Geselecteerde tekst —
-=-=-

Belanghebbende heeft in hoger beroep alle afschriften van de bankrekening van [E] over de periode 2001 tot en met 2011 in het geding gebracht. Deze bankrekening werd opgeheven op [datum 3] 2011. Eveneens in hoger beroep heeft belanghebbende alle bankafschriften van [G] over de periode 2001 tot en met 2009 in het geding gebracht. De bankafschriften van de beide vennootschappen zijn de (enige) basis voor de boekhouding van zowel [E] als van [G] . Er bestaat geen kasboek en er zijn geen andere bankrekeningen. De jaarlijkse balansen en verlies- en winstrekeningen van beide vennootschappen zijn van de bankafschriften afgeleid.
In het nadere hogerberoepschrift heeft belanghebbende een (in december 2013 gecorrigeerd) overzicht verstrekt, waarin kolomsgewijs onder meer zijn vermeld de bedragen die hij in de periode 2001 tot en met 2010 aan [E] heeft verstrekt. Het totaal van de cijferopstelling bedraagt € 40.348. Voorts zijn in dat overzicht opgenomen de bedragen die [E] aan [G] heeft verstrekt (€ 61.932), en bedragen die [G] (al dan niet via [E] ) aan de eenmanszaak van belanghebbende heeft doen toekomen (€ 178.149), ter zake van werkzaamheden die vanuit de eenmanszaak van belanghebbende werden verricht.
Uit de bankafschriften blijkt dat de betalingen van bedragen die aan [E] zijn overgemaakt plaatsvonden vanaf een bankrekening op naam van belanghebbende. De geldstortingen door belanghebbende aan [E] hebben diverse omschrijvingen, waaronder "voorschot (investeringen)", "van spaar privé naar [E] ", "lening (in verband met onderzoek en ontwikkeling)", "storting (vanuit privé, aanvulling werkkapitaal)".
Betalingen door [E] aan belanghebbende worden overgemaakt op een bankrekening op naam van [D] , de eenmanszaak van belanghebbende.
In de aangiften vennootschapsbelasting van [E] over de jaren 2007 en volgende staat vermeld dat de vennootschap geen activiteiten (meer) ontplooit. In de aangifte vennootschapsbelasting van [G] over het jaar 2007 staat vermeld dat geen activiteiten (meer) worden ontplooid sinds januari 2006.
Eind 2013 heeft belanghebbende de balansen over de jaren 2001 tot en met 2013 van [E] gereconstrueerd op basis van de bankafschriften en heeft deze balansen op [datum 4] 2013 gedeponeerd bij de Kamer van Koophandel.

-=-=-

Items uit de dataset:
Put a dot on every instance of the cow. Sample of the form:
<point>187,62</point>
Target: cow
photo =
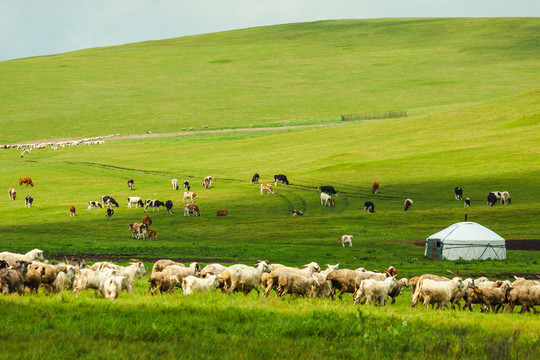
<point>492,199</point>
<point>189,196</point>
<point>27,181</point>
<point>169,205</point>
<point>92,204</point>
<point>407,205</point>
<point>327,190</point>
<point>191,209</point>
<point>345,239</point>
<point>458,192</point>
<point>281,178</point>
<point>369,206</point>
<point>267,187</point>
<point>109,201</point>
<point>134,200</point>
<point>326,200</point>
<point>207,182</point>
<point>153,203</point>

-=-=-

Takenlijst —
• A. Neem de tekst over de bankafschriften over van "In de aangiften" tot en met "sinds januari 2006." en wijzig daarbij "activiteiten" in "werkzaamheden".
• B. Schrijf een vervolg op de tekst over de bankafschriften dat aansluit op de laatste zin.

Antwoorden per taak —
• A.
In de aangiften vennootschapsbelasting van [E] over de jaren 2007 en volgende staat vermeld dat de vennootschap geen werkzaamheden (meer) ontplooit. In de aangifte vennootschapsbelasting van [G] over het jaar 2007 staat vermeld dat geen werkzaamheden (meer) worden ontplooid sinds januari 2006.

• B.
In het hoger beroepschrift heeft belanghebbende de (opgeschoonde) balans van zijn eenmanszaak vermeld. Op de balans ultimo 2010 staat een vordering ad € 40.348 op [E] vermeld, alsmede een fiscale oudedagsreserve ten bedrage van € 52.676.
De Inspecteur heeft op de aangifte van belanghebbende de volgende correcties aangebracht:
belastbaar inkomen uit werk en woning volgens aangifte € 33.315
- correctie: vrijval fiscale oudedagsreserve € 52.676
- correctie: ondernemingsverlies niet geaccepteerd € 6.244
vastgesteld belastbaar inkomen uit werk en woning volgens definitieve aanslag € 92.235
- alsnog verleende stakingsaftrek -/- € 3.630
- alsnog verleende MKB vrijstelling -/- €5.885
vastgesteld belastbaar inkomen uit werk en woning bij uitspraak op bezwaar € 82.720
3 Geschil, alsmede standpunten en conclusies van partijen
In hoger beroep is in geschil of belanghebbende de aan [E] verstrekte bedragen van in totaal € 40.348 in mindering kan brengen op zijn belastbare inkomen uit werk en woning, hetgeen hij stelt, doch de Inspecteur betwist.
Partijen doen hun standpunten in hoger beroep steunen op de gronden welke daartoe door hen zijn aangevoerd in de van hen afkomstige stukken, van al welke stukken de inhoud als hier ingevoegd moet worden aangemerkt.
Belanghebbende concludeert tot vernietiging van de uitspraak van de Rechtbank, vernietiging van de uitspraak van de Inspecteur en vermindering van de aanslag tot een naar een niet nader becijferd belastbaar inkomen uit werk en woning. De Inspecteur concludeert tot bevestiging van de uitspraak van de Rechtbank.